__Exercise aim__. Put everything from the line containing "Target: handbag strap" down to the end of the entries into a Markdown table with the columns Row and Line. Number each row and skip blank lines.
START Supplied data
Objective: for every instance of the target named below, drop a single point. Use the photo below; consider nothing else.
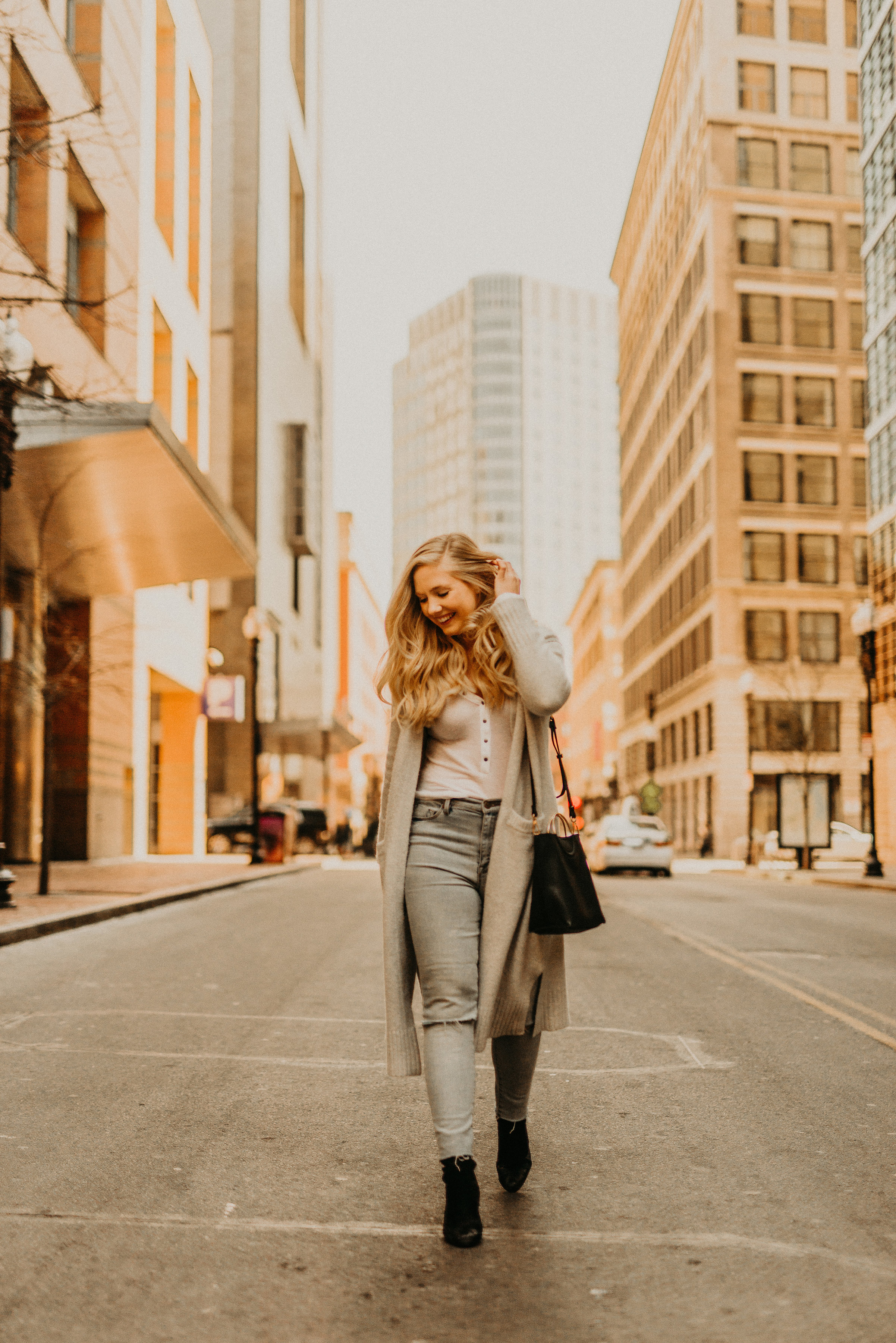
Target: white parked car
(846, 843)
(628, 844)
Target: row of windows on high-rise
(807, 21)
(812, 322)
(757, 91)
(687, 738)
(817, 636)
(809, 244)
(809, 167)
(763, 401)
(765, 559)
(816, 479)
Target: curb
(172, 895)
(816, 879)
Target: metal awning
(108, 500)
(308, 736)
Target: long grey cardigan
(517, 970)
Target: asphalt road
(199, 1142)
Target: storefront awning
(308, 736)
(106, 500)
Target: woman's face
(444, 600)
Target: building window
(878, 74)
(761, 319)
(808, 21)
(161, 363)
(860, 561)
(756, 87)
(757, 241)
(758, 163)
(860, 483)
(297, 585)
(85, 254)
(298, 520)
(811, 245)
(29, 174)
(195, 187)
(851, 22)
(809, 93)
(761, 398)
(84, 38)
(764, 477)
(817, 558)
(766, 636)
(757, 18)
(192, 414)
(811, 168)
(817, 480)
(166, 123)
(819, 637)
(764, 557)
(813, 323)
(815, 401)
(795, 726)
(297, 46)
(297, 244)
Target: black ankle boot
(462, 1225)
(514, 1157)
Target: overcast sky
(462, 138)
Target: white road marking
(210, 1016)
(739, 959)
(336, 1064)
(651, 1240)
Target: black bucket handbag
(564, 895)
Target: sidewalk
(108, 888)
(827, 873)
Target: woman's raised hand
(506, 579)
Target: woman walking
(473, 682)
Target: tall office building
(742, 390)
(271, 397)
(879, 163)
(505, 428)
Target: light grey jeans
(446, 877)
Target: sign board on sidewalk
(797, 794)
(224, 699)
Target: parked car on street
(628, 844)
(234, 833)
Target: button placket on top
(485, 739)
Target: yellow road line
(777, 984)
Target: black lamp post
(254, 629)
(863, 625)
(16, 362)
(746, 684)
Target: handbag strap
(564, 779)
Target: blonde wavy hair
(424, 667)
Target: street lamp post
(746, 684)
(16, 362)
(254, 629)
(863, 626)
END Supplied data
__Solved problem__.
| Row | Line |
|---|---|
| 1 | Target: handbag strap |
| 2 | (564, 779) |
| 3 | Target: blonde wavy hair |
| 4 | (424, 667) |
| 5 | Target: street lamp post |
| 6 | (746, 684) |
| 7 | (16, 362) |
| 8 | (254, 629) |
| 9 | (863, 626) |